EXERCISE DIRECTIONS:
Copy the material below line for line, leaving out the pictures.

DATA ENTRIES:

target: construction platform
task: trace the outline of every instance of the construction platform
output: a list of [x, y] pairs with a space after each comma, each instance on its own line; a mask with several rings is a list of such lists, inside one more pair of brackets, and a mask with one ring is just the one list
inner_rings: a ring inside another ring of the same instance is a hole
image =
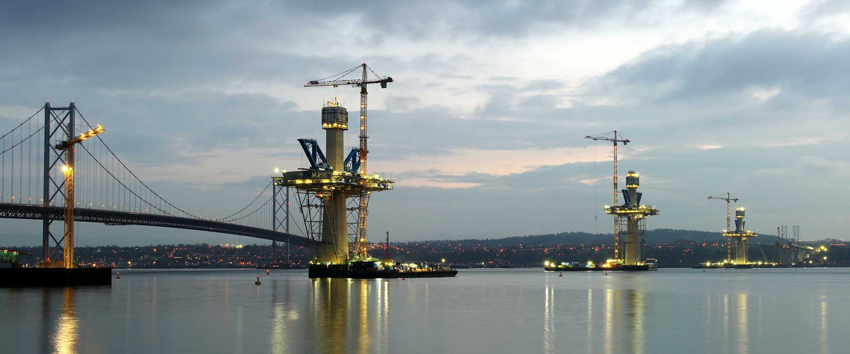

ANSWER TO THIS PROBLEM:
target: construction platform
task: trace the outline of every instance of the construction platform
output: a list of [x, y] pairs with a space after each comma, each instance on its own line; a mask with several rings is a list of such lists, inside one more pair of brackets, and a mask with one ring is just the one list
inner_rings: a ring inside another ring of the same instance is a hole
image =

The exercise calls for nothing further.